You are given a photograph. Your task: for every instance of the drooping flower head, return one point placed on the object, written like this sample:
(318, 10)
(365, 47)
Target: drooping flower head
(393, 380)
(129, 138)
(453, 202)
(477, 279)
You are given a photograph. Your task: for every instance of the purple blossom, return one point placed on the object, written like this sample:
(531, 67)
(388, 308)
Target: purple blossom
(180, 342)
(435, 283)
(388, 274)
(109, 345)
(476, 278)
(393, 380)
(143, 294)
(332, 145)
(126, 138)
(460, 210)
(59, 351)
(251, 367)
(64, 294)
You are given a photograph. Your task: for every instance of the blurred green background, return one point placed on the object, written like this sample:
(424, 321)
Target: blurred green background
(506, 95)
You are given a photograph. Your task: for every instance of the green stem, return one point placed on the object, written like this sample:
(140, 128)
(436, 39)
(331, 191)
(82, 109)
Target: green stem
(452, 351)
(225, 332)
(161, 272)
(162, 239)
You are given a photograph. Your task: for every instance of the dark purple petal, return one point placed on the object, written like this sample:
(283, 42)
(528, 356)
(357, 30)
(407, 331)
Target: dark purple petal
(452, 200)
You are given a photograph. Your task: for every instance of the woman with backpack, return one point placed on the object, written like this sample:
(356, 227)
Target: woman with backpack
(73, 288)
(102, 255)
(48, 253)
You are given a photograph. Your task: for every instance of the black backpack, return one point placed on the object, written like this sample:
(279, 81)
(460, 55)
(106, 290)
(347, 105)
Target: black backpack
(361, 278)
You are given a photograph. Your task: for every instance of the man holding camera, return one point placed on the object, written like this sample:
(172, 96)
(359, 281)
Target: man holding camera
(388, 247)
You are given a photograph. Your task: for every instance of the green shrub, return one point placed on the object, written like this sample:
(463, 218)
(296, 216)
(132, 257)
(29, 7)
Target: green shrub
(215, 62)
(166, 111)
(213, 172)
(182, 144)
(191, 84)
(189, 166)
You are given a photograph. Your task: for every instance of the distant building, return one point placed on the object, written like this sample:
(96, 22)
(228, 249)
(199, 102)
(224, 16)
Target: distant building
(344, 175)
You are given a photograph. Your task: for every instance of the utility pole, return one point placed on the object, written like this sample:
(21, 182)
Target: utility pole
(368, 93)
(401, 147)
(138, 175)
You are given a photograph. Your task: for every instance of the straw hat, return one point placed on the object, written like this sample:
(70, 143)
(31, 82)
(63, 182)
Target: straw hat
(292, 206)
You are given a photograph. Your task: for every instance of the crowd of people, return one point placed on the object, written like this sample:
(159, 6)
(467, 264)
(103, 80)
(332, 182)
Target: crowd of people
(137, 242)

▶ **Work task**:
Working from the material above, restate word for word the lines between the line with "green stem, return" and the line with "of the straw", both included, and only those.

▶ **Solution below**:
You are given a photograph. Your task: for every instance of the green stem, return one point placed on the object, written like this sample:
(140, 128)
(436, 39)
(331, 191)
(82, 109)
Target: green stem
(452, 351)
(225, 332)
(161, 272)
(162, 239)
You are given a photograph. Your task: for every instance of the dark purple petal, return one point placed on the object, written like this sample:
(283, 42)
(528, 356)
(357, 30)
(407, 331)
Target: dark purple petal
(452, 200)
You are given a photograph. Your task: for every instance of the woman with backpack, return one point placed on the object, written like this sample:
(356, 227)
Target: woman with backpack
(73, 288)
(102, 255)
(48, 253)
You are given a photograph. Your task: for every instance of the black backpack, return one point placed on the object, written like this sample:
(279, 81)
(460, 55)
(106, 290)
(347, 105)
Target: black backpack
(361, 278)
You are given a photograph. Your task: for every instance of the man holding camera, return one point placed on the object, written like this sample:
(172, 96)
(359, 281)
Target: man holding camera
(388, 247)
You are given a photograph. Your task: for every instance of the green shrub, return one point placed on the object, written like this sample:
(463, 218)
(296, 216)
(132, 257)
(29, 7)
Target: green shrub
(215, 62)
(166, 111)
(213, 172)
(182, 144)
(191, 84)
(189, 166)
You are given a photograph. Your task: for every instance of the distant building, return one point placed on the object, written like this sample:
(96, 22)
(228, 249)
(199, 102)
(224, 16)
Target: distant building
(344, 175)
You are given a photograph. Your task: for every instance of the utility pole, return one point placed on the object, written like this sample:
(21, 182)
Target: utility pole
(368, 93)
(401, 147)
(138, 175)
You are given a photograph. Your task: for every instance of the straw hat, return one point placed on the object, written like this sample:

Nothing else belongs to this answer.